■ TASK TO CARRY OUT:
Return every record verbatim.

"""

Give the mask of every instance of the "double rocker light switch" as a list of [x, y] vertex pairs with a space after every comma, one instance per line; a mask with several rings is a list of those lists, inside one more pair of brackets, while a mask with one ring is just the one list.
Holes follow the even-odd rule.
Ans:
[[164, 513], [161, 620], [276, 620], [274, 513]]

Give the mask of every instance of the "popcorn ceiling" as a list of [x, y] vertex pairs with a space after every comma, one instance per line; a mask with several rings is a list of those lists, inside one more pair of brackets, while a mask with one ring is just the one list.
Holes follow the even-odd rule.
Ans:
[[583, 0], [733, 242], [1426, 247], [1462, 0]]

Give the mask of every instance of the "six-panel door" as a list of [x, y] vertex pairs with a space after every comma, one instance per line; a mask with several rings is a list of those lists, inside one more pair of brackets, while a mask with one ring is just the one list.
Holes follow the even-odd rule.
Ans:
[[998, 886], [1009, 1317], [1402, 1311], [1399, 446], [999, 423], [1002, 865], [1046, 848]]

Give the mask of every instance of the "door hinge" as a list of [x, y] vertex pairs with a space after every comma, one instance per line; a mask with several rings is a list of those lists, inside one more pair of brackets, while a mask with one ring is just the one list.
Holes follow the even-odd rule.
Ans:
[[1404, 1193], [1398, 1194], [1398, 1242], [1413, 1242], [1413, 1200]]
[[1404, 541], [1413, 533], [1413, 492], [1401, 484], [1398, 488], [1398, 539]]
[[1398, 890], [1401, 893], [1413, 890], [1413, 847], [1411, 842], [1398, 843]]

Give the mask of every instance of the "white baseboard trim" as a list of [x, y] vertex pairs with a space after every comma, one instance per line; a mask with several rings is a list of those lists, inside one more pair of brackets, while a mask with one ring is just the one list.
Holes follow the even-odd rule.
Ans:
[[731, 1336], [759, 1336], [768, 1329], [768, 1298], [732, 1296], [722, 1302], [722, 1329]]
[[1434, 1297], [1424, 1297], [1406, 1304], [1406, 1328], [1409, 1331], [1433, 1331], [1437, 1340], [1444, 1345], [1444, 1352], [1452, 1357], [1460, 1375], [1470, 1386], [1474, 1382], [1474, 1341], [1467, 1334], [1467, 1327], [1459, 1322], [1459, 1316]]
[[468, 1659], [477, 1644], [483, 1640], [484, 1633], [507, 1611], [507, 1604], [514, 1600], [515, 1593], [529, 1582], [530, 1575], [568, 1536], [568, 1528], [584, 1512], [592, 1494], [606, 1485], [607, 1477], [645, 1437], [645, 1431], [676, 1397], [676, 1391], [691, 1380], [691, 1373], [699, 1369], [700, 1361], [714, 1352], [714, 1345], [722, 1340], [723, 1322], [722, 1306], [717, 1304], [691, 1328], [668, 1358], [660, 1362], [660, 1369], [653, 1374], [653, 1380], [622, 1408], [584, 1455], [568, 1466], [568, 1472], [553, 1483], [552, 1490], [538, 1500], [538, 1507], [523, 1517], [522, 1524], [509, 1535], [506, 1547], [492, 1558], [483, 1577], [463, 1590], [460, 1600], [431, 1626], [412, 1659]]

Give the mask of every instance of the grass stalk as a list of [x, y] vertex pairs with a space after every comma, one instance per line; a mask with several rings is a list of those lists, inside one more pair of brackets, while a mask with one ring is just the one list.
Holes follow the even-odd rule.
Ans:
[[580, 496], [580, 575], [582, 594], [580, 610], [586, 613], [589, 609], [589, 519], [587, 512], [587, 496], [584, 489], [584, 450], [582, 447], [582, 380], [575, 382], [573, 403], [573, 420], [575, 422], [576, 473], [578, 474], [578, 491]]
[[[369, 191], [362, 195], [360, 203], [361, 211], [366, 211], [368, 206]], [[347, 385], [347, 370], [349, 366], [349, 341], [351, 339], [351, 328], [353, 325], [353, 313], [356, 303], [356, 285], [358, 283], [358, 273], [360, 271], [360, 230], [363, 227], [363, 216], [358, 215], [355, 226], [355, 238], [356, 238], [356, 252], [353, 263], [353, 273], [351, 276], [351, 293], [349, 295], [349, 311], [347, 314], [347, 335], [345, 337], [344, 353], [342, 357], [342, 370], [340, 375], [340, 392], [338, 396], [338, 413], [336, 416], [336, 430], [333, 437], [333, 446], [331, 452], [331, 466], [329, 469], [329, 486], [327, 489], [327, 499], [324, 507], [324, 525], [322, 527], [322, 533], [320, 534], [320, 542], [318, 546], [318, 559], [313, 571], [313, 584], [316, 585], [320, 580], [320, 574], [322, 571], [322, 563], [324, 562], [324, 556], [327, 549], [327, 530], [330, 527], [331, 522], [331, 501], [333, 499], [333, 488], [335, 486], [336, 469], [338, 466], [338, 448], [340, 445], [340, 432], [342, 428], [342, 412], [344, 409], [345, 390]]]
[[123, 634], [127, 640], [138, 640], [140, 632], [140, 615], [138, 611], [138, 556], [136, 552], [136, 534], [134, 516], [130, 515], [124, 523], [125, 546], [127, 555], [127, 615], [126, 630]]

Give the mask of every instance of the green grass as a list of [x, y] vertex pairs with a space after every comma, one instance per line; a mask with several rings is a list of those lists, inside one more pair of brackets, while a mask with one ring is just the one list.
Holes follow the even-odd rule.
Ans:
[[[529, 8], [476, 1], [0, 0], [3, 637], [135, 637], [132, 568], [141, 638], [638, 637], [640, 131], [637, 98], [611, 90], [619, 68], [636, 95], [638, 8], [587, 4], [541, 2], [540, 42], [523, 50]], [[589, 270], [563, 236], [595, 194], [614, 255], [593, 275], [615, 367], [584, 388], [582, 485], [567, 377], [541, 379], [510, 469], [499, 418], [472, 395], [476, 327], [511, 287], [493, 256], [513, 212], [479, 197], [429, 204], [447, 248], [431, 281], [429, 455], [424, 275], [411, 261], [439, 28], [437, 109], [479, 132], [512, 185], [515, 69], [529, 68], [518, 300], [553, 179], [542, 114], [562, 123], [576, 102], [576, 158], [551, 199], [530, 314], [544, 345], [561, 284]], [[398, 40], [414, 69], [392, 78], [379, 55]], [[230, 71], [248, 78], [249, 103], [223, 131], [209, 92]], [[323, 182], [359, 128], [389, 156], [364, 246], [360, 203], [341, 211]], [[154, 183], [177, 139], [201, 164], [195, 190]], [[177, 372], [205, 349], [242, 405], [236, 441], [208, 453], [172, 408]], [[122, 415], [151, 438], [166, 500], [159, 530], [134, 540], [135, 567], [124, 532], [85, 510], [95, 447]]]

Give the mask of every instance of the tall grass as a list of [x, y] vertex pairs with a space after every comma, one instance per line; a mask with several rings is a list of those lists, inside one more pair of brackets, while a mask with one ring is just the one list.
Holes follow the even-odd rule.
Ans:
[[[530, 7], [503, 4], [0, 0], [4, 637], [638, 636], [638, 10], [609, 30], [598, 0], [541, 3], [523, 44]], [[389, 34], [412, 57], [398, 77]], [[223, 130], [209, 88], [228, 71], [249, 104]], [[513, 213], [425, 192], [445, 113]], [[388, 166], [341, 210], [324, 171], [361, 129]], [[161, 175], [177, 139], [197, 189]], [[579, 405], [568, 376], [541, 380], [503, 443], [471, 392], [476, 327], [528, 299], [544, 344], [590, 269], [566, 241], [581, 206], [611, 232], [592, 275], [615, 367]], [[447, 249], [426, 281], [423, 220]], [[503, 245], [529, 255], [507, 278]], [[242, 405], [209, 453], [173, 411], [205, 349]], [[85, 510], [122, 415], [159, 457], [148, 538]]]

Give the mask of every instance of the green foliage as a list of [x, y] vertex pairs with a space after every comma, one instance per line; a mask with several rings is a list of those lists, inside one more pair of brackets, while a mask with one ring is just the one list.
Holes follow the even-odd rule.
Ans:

"""

■ WRITTEN ANSWER:
Give the mask of every instance of the "double rocker light switch" as a list of [x, y] vertex pairs with a space after every comma, one instance per line; a mask with several rings is a list of those lists, inside one more pair of brackets, while a mask with one ring is just the one list.
Holes follow the even-odd rule.
Ans:
[[164, 513], [161, 620], [276, 620], [274, 513]]

Give the mask of every instance of the "popcorn ceiling" as a list of [x, y] vertex pairs with a space after every comma, one instance per line; a mask with several rings is a list of those lists, inside one more pair of brackets, while a mask with one ring is just the one list.
Holes follow the even-odd rule.
Ans:
[[583, 0], [733, 242], [1426, 247], [1462, 0]]

Give the mask of every instance of the "six-panel door" as a list of [x, y] vertex pairs with a space after every comma, one instance per line; a mask with several rings is a list of those lists, inside one more pair of brackets, while a mask with one ring is just the one list.
Holes follow the even-odd rule.
Ans:
[[998, 886], [1009, 1317], [1402, 1311], [1399, 446], [999, 423], [1002, 865], [1046, 848]]

Give the mask of every instance of the "door hinge" as a list of [x, y] vertex pairs with a space after every comma, one instance per line; a mask with several rings is a list of those lists, inside one more pair of brackets, while a mask with one ring is just the one list.
Holes follow the even-odd rule.
Ans:
[[1404, 1193], [1398, 1194], [1398, 1242], [1413, 1242], [1413, 1200]]
[[1404, 541], [1413, 533], [1413, 492], [1401, 484], [1398, 488], [1398, 539]]
[[1398, 890], [1401, 893], [1413, 890], [1413, 847], [1411, 842], [1398, 843]]

Give the mask of every instance of the "white baseboard trim" as a list of [x, y] vertex pairs with a space after every comma, one instance per line; a mask with several rings is a list of those lists, inside one more pair of brackets, while a mask with one ring is just the one list.
Holes follow the even-odd rule.
Ans:
[[731, 1336], [759, 1336], [768, 1329], [768, 1298], [732, 1296], [722, 1302], [722, 1329]]
[[1434, 1297], [1424, 1297], [1406, 1304], [1406, 1328], [1409, 1331], [1433, 1331], [1437, 1340], [1444, 1345], [1444, 1352], [1452, 1357], [1460, 1375], [1470, 1386], [1474, 1382], [1474, 1341], [1467, 1334], [1467, 1327], [1459, 1322], [1459, 1316]]
[[468, 1659], [477, 1644], [483, 1640], [484, 1633], [507, 1611], [507, 1604], [514, 1600], [515, 1593], [529, 1582], [530, 1575], [568, 1536], [568, 1528], [584, 1512], [592, 1494], [606, 1485], [607, 1477], [645, 1437], [645, 1431], [676, 1397], [676, 1391], [691, 1380], [691, 1373], [699, 1369], [700, 1361], [714, 1352], [714, 1345], [722, 1340], [723, 1322], [722, 1306], [717, 1304], [691, 1328], [668, 1358], [660, 1362], [660, 1369], [653, 1374], [653, 1380], [622, 1408], [584, 1455], [568, 1466], [568, 1472], [553, 1483], [552, 1490], [538, 1500], [538, 1507], [523, 1517], [522, 1524], [509, 1535], [506, 1547], [492, 1558], [483, 1577], [463, 1590], [460, 1600], [431, 1626], [412, 1659]]

Give the mask of every instance of the grass stalk as a list of [x, y] vertex pairs with a space after every comma, one instance per line; a mask with several rings is a list of those lists, inside one more pair of brackets, while a mask with one ring is just the one list.
Holes follow the even-odd rule.
Ans:
[[580, 496], [580, 575], [582, 594], [580, 610], [586, 613], [589, 609], [589, 519], [587, 512], [587, 496], [584, 489], [584, 450], [582, 447], [582, 380], [575, 382], [573, 403], [573, 420], [575, 422], [576, 473], [578, 474], [578, 491]]
[[[369, 191], [362, 195], [360, 203], [361, 211], [366, 211], [368, 206]], [[347, 385], [347, 370], [349, 366], [349, 341], [351, 339], [351, 328], [353, 325], [353, 313], [356, 303], [356, 285], [358, 283], [358, 273], [360, 271], [360, 230], [363, 227], [363, 216], [358, 215], [355, 226], [355, 238], [356, 238], [356, 252], [353, 263], [353, 273], [351, 276], [351, 293], [349, 295], [349, 311], [347, 314], [347, 335], [345, 337], [344, 353], [342, 357], [342, 370], [340, 375], [340, 392], [338, 396], [338, 413], [336, 416], [336, 430], [333, 437], [333, 446], [331, 452], [331, 466], [329, 469], [329, 486], [327, 489], [327, 499], [324, 507], [324, 525], [322, 527], [322, 533], [320, 534], [320, 542], [318, 546], [318, 559], [313, 571], [313, 584], [316, 585], [320, 580], [320, 574], [322, 571], [322, 563], [324, 562], [324, 556], [327, 549], [327, 530], [330, 527], [331, 522], [331, 501], [333, 499], [333, 488], [335, 486], [336, 469], [338, 466], [338, 448], [340, 445], [340, 432], [342, 428], [342, 412], [344, 409], [345, 390]]]
[[123, 634], [127, 640], [138, 640], [140, 632], [140, 615], [138, 611], [138, 556], [136, 552], [136, 534], [134, 516], [130, 515], [124, 523], [125, 546], [127, 555], [127, 615], [126, 630]]

Give the mask of every instance of the green grass as a list of [x, y] vertex pairs with a space after every comma, one instance per line; a mask with several rings is a list of those lists, inside one more pair of brackets, while a mask with one ring is just the one list.
Holes follow the even-odd rule.
Ans:
[[[529, 8], [476, 1], [0, 0], [3, 637], [135, 637], [132, 568], [141, 638], [638, 637], [640, 131], [637, 98], [611, 90], [619, 68], [636, 95], [638, 8], [587, 4], [541, 2], [540, 42], [523, 50]], [[589, 270], [563, 236], [595, 194], [614, 255], [593, 275], [615, 367], [584, 388], [582, 485], [567, 377], [541, 379], [510, 469], [499, 418], [472, 395], [476, 327], [511, 287], [493, 256], [513, 212], [479, 197], [429, 204], [447, 248], [431, 281], [429, 455], [424, 275], [411, 261], [439, 28], [437, 109], [479, 132], [512, 185], [515, 69], [529, 68], [518, 300], [553, 179], [542, 114], [562, 123], [576, 102], [576, 158], [551, 199], [530, 314], [544, 345], [561, 284]], [[398, 40], [414, 69], [392, 78], [379, 55]], [[230, 71], [248, 78], [249, 103], [223, 131], [209, 92]], [[323, 182], [359, 128], [389, 156], [364, 246], [360, 203], [341, 211]], [[154, 183], [177, 139], [201, 164], [195, 190]], [[177, 372], [205, 349], [242, 405], [236, 441], [208, 453], [172, 408]], [[122, 415], [151, 438], [166, 500], [159, 530], [134, 540], [135, 567], [124, 532], [85, 510], [95, 447]]]

Give the mask of every instance of the tall grass as a list of [x, y] vertex pairs with a space after every comma, one instance per line; a mask with several rings is a list of those lists, inside one more pair of brackets, while a mask with one ring is just the one list.
Holes follow the even-odd rule.
Ans:
[[[530, 7], [503, 4], [0, 0], [4, 637], [638, 636], [638, 10], [609, 30], [598, 0], [541, 3], [523, 44]], [[389, 34], [412, 57], [398, 77]], [[223, 130], [209, 88], [228, 71], [249, 104]], [[513, 213], [425, 192], [445, 113]], [[388, 166], [341, 210], [324, 171], [361, 129]], [[161, 175], [177, 139], [197, 189]], [[579, 405], [568, 376], [541, 380], [503, 443], [471, 392], [476, 327], [528, 299], [544, 344], [590, 269], [566, 241], [581, 206], [611, 232], [592, 275], [615, 367]], [[447, 249], [426, 281], [423, 220]], [[503, 245], [529, 255], [507, 278]], [[242, 405], [209, 453], [173, 411], [205, 349]], [[85, 510], [122, 415], [159, 457], [148, 538]]]

Give the mask of every instance of the green foliage as a list of [x, y] vertex pairs with a space after every comma, one instance per line; a mask with several rings is a list of those lists, inside one more pair of brackets, while a mask with one ring is just the one list.
Holes follow the even-odd rule.
Ans:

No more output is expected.